What needs to be done -> Transcribe the data. Leave out nothing.

Task material ->

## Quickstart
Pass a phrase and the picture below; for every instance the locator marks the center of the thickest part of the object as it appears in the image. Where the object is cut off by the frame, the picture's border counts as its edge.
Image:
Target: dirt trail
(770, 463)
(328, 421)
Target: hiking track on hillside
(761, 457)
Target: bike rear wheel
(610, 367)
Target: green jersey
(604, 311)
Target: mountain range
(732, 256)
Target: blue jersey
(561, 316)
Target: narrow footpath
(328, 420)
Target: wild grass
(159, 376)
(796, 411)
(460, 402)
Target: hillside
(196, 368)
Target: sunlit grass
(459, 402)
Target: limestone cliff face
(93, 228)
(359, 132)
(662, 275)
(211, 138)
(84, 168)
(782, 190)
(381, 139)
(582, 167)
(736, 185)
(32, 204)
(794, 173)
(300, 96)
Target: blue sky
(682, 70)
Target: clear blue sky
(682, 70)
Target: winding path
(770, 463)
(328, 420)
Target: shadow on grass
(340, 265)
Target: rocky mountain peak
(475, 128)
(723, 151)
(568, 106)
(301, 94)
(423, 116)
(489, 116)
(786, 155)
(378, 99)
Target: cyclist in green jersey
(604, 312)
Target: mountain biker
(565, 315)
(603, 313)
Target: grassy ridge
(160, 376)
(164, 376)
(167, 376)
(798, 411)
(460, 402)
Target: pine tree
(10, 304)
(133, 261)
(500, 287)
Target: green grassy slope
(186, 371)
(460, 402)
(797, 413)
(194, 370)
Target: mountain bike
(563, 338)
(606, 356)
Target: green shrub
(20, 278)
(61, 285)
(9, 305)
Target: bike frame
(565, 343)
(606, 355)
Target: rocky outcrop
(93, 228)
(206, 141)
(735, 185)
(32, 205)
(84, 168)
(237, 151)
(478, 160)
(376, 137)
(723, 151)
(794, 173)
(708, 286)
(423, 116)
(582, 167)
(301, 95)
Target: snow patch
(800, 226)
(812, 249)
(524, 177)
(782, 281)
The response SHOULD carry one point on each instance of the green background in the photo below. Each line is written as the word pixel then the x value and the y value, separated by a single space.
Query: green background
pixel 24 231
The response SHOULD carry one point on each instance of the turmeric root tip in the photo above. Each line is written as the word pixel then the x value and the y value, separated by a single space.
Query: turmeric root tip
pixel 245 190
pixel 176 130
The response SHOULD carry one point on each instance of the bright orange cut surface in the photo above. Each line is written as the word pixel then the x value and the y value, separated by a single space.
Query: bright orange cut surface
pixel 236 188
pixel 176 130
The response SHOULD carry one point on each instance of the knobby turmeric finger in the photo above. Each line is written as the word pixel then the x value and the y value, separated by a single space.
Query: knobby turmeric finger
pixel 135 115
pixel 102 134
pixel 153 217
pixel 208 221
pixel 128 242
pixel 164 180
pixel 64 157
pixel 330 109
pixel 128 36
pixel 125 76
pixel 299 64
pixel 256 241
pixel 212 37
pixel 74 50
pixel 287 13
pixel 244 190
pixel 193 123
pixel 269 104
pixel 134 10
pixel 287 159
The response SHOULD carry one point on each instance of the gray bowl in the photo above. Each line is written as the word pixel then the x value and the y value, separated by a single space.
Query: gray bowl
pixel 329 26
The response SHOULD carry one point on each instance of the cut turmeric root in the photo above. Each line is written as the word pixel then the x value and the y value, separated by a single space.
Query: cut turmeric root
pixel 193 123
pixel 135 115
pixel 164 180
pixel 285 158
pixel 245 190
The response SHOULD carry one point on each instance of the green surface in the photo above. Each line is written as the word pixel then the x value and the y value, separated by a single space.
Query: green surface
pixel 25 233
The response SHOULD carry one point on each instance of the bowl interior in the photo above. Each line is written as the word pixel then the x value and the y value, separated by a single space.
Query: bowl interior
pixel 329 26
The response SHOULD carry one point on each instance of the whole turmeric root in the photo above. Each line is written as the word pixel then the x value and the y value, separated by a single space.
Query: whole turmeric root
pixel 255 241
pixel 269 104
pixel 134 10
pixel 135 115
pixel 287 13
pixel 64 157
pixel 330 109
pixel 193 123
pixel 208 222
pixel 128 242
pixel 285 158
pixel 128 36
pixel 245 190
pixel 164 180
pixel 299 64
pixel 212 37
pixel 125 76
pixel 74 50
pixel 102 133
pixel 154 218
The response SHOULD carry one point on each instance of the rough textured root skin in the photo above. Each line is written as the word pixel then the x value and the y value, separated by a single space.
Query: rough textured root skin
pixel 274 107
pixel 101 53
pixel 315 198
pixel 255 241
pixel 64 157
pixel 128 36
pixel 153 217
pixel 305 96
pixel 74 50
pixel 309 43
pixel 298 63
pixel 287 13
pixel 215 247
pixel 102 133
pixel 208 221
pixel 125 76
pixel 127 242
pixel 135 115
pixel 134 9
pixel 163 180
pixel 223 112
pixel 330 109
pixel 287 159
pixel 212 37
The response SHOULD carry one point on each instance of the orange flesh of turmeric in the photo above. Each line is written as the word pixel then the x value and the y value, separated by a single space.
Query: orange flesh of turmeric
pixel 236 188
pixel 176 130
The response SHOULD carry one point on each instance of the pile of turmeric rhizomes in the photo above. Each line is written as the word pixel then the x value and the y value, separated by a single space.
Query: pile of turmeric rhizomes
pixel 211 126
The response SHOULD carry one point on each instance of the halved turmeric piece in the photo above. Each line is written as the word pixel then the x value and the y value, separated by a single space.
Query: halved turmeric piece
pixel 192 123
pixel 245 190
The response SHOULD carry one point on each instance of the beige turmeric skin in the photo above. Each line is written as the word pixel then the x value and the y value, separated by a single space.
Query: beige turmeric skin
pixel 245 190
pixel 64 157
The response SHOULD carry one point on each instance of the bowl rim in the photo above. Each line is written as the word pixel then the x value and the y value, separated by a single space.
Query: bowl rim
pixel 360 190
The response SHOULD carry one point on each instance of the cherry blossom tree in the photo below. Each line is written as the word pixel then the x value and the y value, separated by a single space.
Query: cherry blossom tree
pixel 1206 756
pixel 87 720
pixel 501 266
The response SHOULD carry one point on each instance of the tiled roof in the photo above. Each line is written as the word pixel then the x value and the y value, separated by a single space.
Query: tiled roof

Result ->
## Quickstart
Pass a phrase and the picture below; for every instance the locator marks the center of the thickest part of the object as it appears in the image. Where the object is cut off by the frame, the picture's border counts as its edge.
Image:
Target: dirt trail
(770, 463)
(328, 421)
Target: hiking track on hillside
(761, 457)
Target: bike rear wheel
(610, 367)
Target: green jersey
(604, 311)
Target: mountain range
(732, 256)
Target: blue jersey
(561, 316)
Target: narrow footpath
(328, 420)
Target: wild grass
(159, 376)
(796, 411)
(460, 402)
Target: hillside
(196, 368)
Target: sunlit grass
(459, 402)
Target: limestone cliff face
(93, 228)
(359, 132)
(662, 275)
(211, 138)
(84, 168)
(782, 190)
(381, 139)
(582, 167)
(736, 185)
(32, 204)
(794, 173)
(300, 96)
Target: blue sky
(682, 70)
Target: clear blue sky
(682, 70)
Target: winding path
(770, 463)
(328, 420)
Target: shadow on grass
(340, 265)
Target: rocky mountain peak
(475, 128)
(723, 151)
(568, 106)
(301, 94)
(423, 116)
(489, 116)
(786, 155)
(378, 99)
Target: cyclist in green jersey
(604, 312)
Target: mountain biker
(565, 315)
(603, 313)
Target: grassy ridge
(160, 376)
(164, 376)
(167, 376)
(798, 411)
(460, 402)
Target: pine tree
(10, 304)
(133, 261)
(500, 287)
Target: green grassy slope
(186, 371)
(460, 402)
(797, 413)
(194, 370)
Target: mountain bike
(563, 338)
(606, 356)
Target: green shrub
(20, 278)
(61, 285)
(9, 305)
Target: bike frame
(565, 343)
(606, 355)
Target: rocky outcrop
(93, 228)
(206, 141)
(735, 185)
(32, 205)
(84, 168)
(237, 151)
(478, 160)
(376, 137)
(723, 151)
(794, 173)
(708, 286)
(423, 116)
(582, 167)
(301, 95)
Target: snow patch
(800, 226)
(812, 249)
(524, 177)
(782, 281)
The response SHOULD carry one point on each instance of the green background in the photo below. Each line is written as the word pixel then the x value and the y value, separated by a single space.
Query: green background
pixel 24 231
The response SHOULD carry one point on each instance of the turmeric root tip in the photo above. Each line is written as the word pixel then the x value and the y value, separated by a single space.
Query: turmeric root tip
pixel 245 190
pixel 176 130
The response SHOULD carry one point on each instance of the bright orange cut surface in the photo above. Each line is written as the word pixel then the x value and the y value, separated by a single space.
Query: bright orange cut surface
pixel 236 188
pixel 176 130
The response SHOULD carry one point on each instance of the knobby turmeric finger in the photo above. Each line is written as the word pixel then the x value and the y value, separated by a single space.
Query: knobby turmeric finger
pixel 135 115
pixel 102 134
pixel 153 217
pixel 208 221
pixel 128 242
pixel 164 180
pixel 64 157
pixel 330 109
pixel 128 36
pixel 125 76
pixel 299 64
pixel 256 241
pixel 212 37
pixel 74 50
pixel 287 13
pixel 244 190
pixel 193 123
pixel 269 104
pixel 134 10
pixel 287 159
The response SHOULD carry one point on each instance of the gray bowl in the photo above. Each line is written as the word pixel then the x value and the y value, separated by a single space.
Query: gray bowl
pixel 329 26
The response SHOULD carry one point on each instance of the cut turmeric root in the photo above. Each line is written as the word pixel then the x value and the y value, separated by a single space.
Query: cut turmeric root
pixel 193 123
pixel 135 115
pixel 164 180
pixel 285 158
pixel 245 190
The response SHOULD carry one point on each instance of the green surface in the photo above. Each line is written as the word pixel then the x value and the y value, separated by a single space.
Query: green surface
pixel 25 233
The response SHOULD carry one point on each instance of the bowl interior in the photo above. Each line is written as the word pixel then the x value and the y value, separated by a single space.
Query: bowl interior
pixel 329 26
The response SHOULD carry one point on each instance of the whole turmeric root in the photo above. Each line is written as the word pixel then the x value and the y value, separated by a single space.
Query: whole turmeric root
pixel 255 241
pixel 269 104
pixel 134 10
pixel 135 115
pixel 287 13
pixel 64 157
pixel 330 109
pixel 193 123
pixel 208 222
pixel 128 242
pixel 285 158
pixel 128 36
pixel 245 190
pixel 164 180
pixel 299 64
pixel 212 37
pixel 125 76
pixel 74 50
pixel 102 133
pixel 154 218
The response SHOULD carry one point on each instance of the rough textured root skin in the photo above. Each line is written as the word pixel then the x value and the y value, separated by a single space.
Query: rough textured root skin
pixel 274 107
pixel 101 53
pixel 315 198
pixel 255 241
pixel 64 157
pixel 128 36
pixel 153 217
pixel 305 96
pixel 74 50
pixel 309 43
pixel 298 63
pixel 287 13
pixel 215 247
pixel 102 133
pixel 208 221
pixel 125 76
pixel 127 242
pixel 135 115
pixel 134 9
pixel 163 180
pixel 223 112
pixel 330 109
pixel 287 159
pixel 212 37
The response SHOULD carry one point on each instance of the orange flesh of turmeric in the photo above. Each line is written as the word pixel then the x value and the y value, separated by a single space.
Query: orange flesh of turmeric
pixel 236 188
pixel 176 130
The response SHOULD carry one point on each instance of the pile of turmeric rhizomes in the photo above. Each line is written as the word pixel then the x value and the y value, separated by a single space.
Query: pile of turmeric rhizomes
pixel 211 126
The response SHOULD carry one point on each instance of the halved turmeric piece in the photo above. Each line is written as the word pixel then the x value and the y value, separated by a single space.
Query: halved turmeric piece
pixel 192 123
pixel 245 190
The response SHOULD carry one point on each instance of the beige turmeric skin in the photo above. Each line is written as the word pixel then the x value and the y value, separated by a single space.
Query: beige turmeric skin
pixel 245 190
pixel 64 157
The response SHOULD carry one point on each instance of the bowl rim in the photo above. Each line is written as the word pixel then the x value and the y value, separated by a single space.
Query: bowl rim
pixel 360 190
The response SHOULD carry one point on each instance of the cherry blossom tree in the photo below. Each line is written as the word pixel then the x value and the y value, separated by a single space.
Query: cherry blossom tree
pixel 1206 756
pixel 87 720
pixel 501 266
The response SHOULD carry one point on each instance of the tiled roof in the photo above. Each line is written as the word pixel then the x value and the y value, separated by a single space.
Query: tiled roof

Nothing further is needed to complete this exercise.